- Job: Transcribe every line of the listing below exactly as it appears.

↓

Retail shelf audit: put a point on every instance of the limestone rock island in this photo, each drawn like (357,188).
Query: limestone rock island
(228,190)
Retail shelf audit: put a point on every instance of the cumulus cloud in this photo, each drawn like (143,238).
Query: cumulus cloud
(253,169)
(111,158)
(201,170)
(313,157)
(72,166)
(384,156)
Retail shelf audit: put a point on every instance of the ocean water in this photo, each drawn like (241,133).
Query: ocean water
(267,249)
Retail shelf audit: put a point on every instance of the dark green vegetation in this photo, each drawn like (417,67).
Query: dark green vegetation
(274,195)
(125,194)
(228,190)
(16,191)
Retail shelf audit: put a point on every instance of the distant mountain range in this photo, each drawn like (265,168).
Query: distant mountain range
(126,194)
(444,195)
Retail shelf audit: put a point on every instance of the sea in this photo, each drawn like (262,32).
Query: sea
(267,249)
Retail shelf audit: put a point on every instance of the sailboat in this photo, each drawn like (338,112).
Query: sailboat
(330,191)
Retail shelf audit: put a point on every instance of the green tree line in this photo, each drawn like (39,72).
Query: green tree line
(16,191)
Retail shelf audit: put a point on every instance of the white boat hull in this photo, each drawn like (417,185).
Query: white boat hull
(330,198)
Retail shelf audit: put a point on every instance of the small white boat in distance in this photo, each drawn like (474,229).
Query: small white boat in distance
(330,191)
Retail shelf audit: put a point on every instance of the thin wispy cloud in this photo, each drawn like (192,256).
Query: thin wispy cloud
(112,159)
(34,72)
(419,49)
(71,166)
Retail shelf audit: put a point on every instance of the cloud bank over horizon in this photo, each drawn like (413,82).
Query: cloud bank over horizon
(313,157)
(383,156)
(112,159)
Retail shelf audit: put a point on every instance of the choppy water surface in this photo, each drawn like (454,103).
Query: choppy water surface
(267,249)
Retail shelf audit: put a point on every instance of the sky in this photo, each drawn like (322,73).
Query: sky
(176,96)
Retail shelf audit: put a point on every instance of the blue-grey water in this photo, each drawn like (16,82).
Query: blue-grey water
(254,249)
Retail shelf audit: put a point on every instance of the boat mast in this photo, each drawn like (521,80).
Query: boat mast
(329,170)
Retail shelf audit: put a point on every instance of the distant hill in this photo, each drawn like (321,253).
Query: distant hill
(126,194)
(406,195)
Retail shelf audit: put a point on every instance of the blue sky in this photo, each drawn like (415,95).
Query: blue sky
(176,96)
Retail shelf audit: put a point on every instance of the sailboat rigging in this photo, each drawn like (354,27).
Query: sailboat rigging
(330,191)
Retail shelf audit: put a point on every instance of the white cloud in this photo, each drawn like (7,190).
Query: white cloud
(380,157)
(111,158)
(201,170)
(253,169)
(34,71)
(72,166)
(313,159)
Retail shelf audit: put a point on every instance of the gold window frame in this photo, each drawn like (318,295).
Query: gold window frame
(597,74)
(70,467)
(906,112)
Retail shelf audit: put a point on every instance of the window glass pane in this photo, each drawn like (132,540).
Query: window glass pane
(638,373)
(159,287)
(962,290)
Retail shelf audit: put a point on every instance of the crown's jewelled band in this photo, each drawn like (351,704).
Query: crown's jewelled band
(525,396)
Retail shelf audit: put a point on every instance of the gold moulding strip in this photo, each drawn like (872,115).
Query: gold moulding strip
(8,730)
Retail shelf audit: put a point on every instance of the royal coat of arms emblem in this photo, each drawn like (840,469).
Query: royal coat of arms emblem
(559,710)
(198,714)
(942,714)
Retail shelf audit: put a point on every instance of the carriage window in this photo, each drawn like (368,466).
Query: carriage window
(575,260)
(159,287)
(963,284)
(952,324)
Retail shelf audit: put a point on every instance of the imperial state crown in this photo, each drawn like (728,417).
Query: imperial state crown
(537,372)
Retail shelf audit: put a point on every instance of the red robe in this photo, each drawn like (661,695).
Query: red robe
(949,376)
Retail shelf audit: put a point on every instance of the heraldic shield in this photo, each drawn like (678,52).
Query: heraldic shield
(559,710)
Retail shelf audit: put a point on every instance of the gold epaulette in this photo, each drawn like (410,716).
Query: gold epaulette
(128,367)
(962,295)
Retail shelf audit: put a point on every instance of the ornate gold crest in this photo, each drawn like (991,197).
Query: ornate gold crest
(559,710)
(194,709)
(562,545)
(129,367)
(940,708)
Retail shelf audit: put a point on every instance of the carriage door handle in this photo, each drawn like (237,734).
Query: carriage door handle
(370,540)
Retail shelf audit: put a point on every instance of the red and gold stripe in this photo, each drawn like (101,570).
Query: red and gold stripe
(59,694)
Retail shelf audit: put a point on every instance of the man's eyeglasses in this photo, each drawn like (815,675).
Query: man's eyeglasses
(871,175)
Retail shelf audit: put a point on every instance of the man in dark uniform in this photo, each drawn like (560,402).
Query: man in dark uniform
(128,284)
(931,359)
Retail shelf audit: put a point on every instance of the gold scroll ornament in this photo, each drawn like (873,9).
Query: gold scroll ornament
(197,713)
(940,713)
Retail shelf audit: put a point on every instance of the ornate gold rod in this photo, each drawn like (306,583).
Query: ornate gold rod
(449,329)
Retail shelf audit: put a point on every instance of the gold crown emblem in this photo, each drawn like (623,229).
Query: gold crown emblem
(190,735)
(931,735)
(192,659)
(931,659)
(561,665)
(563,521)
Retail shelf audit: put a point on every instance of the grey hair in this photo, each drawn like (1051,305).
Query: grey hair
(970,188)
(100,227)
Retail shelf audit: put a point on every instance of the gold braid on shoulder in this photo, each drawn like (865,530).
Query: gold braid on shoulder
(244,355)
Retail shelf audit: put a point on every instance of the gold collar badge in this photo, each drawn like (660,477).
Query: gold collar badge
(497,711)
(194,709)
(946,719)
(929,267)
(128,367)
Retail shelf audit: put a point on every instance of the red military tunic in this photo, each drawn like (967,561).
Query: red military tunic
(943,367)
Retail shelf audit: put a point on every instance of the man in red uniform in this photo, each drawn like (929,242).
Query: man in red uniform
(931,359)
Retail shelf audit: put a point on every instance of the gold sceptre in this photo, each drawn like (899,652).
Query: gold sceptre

↑

- Response to the exercise:
Retail shelf audit: put a point on every instance of the limestone rock island in this photo, each drawn like (357,188).
Query: limestone rock island
(228,190)
Retail shelf audit: put a point on every instance of the cumulus cloud in this photo, each drawn like (143,238).
Query: cumulus cloud
(253,169)
(111,158)
(201,170)
(313,157)
(72,166)
(384,156)
Retail shelf audit: put a point on every instance of the ocean water in this photo, each drawn like (241,133).
Query: ocean water
(267,249)
Retail shelf audit: put a point on every instance of the dark green vegetation in this photo, each drawn like (417,67).
Query: dark green vegetation
(274,195)
(125,194)
(228,190)
(16,191)
Retail shelf audit: put a point on every instance of the distant mountain range in this photo, each drawn like (265,168).
Query: distant mountain range
(126,194)
(444,195)
Retail shelf audit: put a point on every instance of the sea in this photo, each drawn like (262,32).
Query: sea
(267,249)
Retail shelf audit: put a point on every instance of the sailboat in this photo, each drawn like (338,112).
Query: sailboat
(330,191)
Retail shelf audit: put a point on every instance of the green tree line in this photo, each drawn like (39,72).
Query: green tree line
(16,191)
Retail shelf audit: put a point on every instance of the white boat hull in this photo, each drawn like (417,185).
Query: white boat hull
(330,198)
Retail shelf audit: put a point on every instance of the small white boat in distance in this photo, each drawn like (474,229).
Query: small white boat in distance
(330,191)
Retail shelf audit: put a point on every instance of the thin wispy cloud in this photo, each drawn like (192,256).
Query: thin wispy cloud
(112,159)
(34,72)
(419,49)
(71,166)
Retail shelf audit: put a point on every instance of the cloud bank over horizon in this photo, each drawn like (413,82).
Query: cloud bank over horizon
(313,157)
(383,156)
(112,159)
Retail shelf audit: put a point on every instance of the choppy water surface in this photo, each drawn like (454,103).
Query: choppy water surface
(267,249)
Retail shelf audit: put a point on every instance of the sky in this photo, each drawn like (322,73).
Query: sky
(176,96)
Retail shelf audit: put a point on every instance of the blue-grey water in this photo, each drawn like (16,82).
Query: blue-grey water
(254,249)
Retail shelf audit: put a point on every instance of the boat mast in this photo, each drawn like (521,80).
Query: boat mast
(329,170)
Retail shelf audit: put a point on every instance of the distant hill in this photo, each drawn like (321,253).
Query: distant hill
(126,194)
(406,195)
Retail shelf audit: put a point on every instance of the blue sky in this photo, each drawn like (415,95).
Query: blue sky
(176,96)
Retail shelf audit: put a point on every instance of the sailboat rigging in this photo, each drawn like (354,27).
Query: sailboat rigging
(330,191)
Retail shelf audit: put a point on every instance of the white cloud in this photo, each drawn like (7,190).
Query: white cloud
(380,157)
(111,158)
(201,170)
(253,169)
(34,71)
(72,166)
(313,159)
Retail shelf audit: put a point on every instance of the gold window frame in this photo, each drawn like (318,295).
Query: gold window frame
(597,74)
(70,467)
(906,112)
Retail shelf audit: put a point on every instance of the window glass pane in this photo, each drawn like (132,540).
Query: window glass pane
(638,373)
(159,287)
(962,290)
Retail shelf audit: put a point on every instance of the crown's jewelled band in this photo, each drawn like (351,704).
Query: crown's jewelled band
(525,396)
Retail shelf audit: put a point on every instance of the gold moulding strip in this photo, each drawn like (872,115).
Query: gold moulding strip
(8,730)
Retail shelf audit: put a point on every instance of the royal coat of arms emblem in this photo, each drawn like (840,469).
Query: royal coat of arms emblem
(559,710)
(198,714)
(942,714)
Retail shelf audit: put a point on every instance of the carriage window in this photo, each drawn like (368,466).
Query: carriage window
(575,260)
(159,287)
(963,284)
(952,324)
Retail shelf audit: put a point on every instance of the imperial state crown in this photo, each drawn like (728,417).
Query: imperial state crown
(537,372)
Retail shelf audit: put a point on every instance of the red robe in this photo, each drawn like (661,695).
Query: red robe
(949,376)
Retail shelf audit: put a point on every instance of the heraldic shield in this photo, each drawn like (678,52).
Query: heraldic shield
(559,710)
Retail shelf audit: put a point on every instance of the gold epaulette in this photo, each drawn like (410,716).
Query: gold epaulette
(128,367)
(962,295)
Retail shelf audit: put a point on every instance of the ornate gold crest in this photo, each drawn like (991,197).
Query: ornate gold crest
(559,710)
(194,709)
(562,545)
(129,367)
(940,708)
Retail shelf audit: put a point on every instance of the carriage door handle in this photo, each drawn like (237,734).
Query: carriage door handle
(370,540)
Retail shelf audit: put a point on every instance of the red and gold stripe in this photo, each drawn like (101,570).
Query: red and gold stripe
(59,694)
Retail shelf audit: put a point on every instance of the man's eyeglasses in this photo, each drawn like (815,675).
Query: man's eyeglasses
(871,175)
Retail shelf audit: put a point on every instance of the man in dark uniform in this photo, each drawn like (560,402).
Query: man in dark uniform
(128,284)
(931,359)
Retail shelf audit: put a point on every instance of the gold scroll ornament in this photo, each drawn like (873,9).
Query: gold scroll ornament
(197,713)
(940,713)
Retail shelf audit: put a point on every instance of the ornate gold rod in this photo, each drawn like (306,583).
Query: ornate gold rod
(449,329)
Retail shelf audit: put a point on every instance of the gold crown emblem in this photo, each drawn like (623,229).
Query: gold crown emblem
(190,735)
(931,735)
(192,659)
(931,659)
(561,665)
(563,521)
Retail shelf audit: put a point on every instance of the grey hair in this photo, each drawn like (1051,305).
Query: grey hair
(970,188)
(100,227)
Retail shelf audit: put a point on every instance of the gold braid on shoulder in this photo, each drawn like (865,530).
Query: gold braid on shoulder
(244,355)
Retail shelf audit: put a point on every instance of the gold collar badge in this photo, each drawn like (660,477).
Query: gold collar badge
(497,711)
(194,709)
(946,719)
(929,267)
(128,367)
Retail shelf audit: put a point on every instance of the red military tunic in this photo, each drawn like (967,561).
Query: red military tunic
(943,367)
Retail shelf audit: put a point on every instance of the man in red uniform in this photo, each drawn like (929,242).
Query: man in red uniform
(931,359)
Retail shelf audit: put a point on every instance of the gold sceptre in this photo, each drawn like (899,652).
Query: gold sceptre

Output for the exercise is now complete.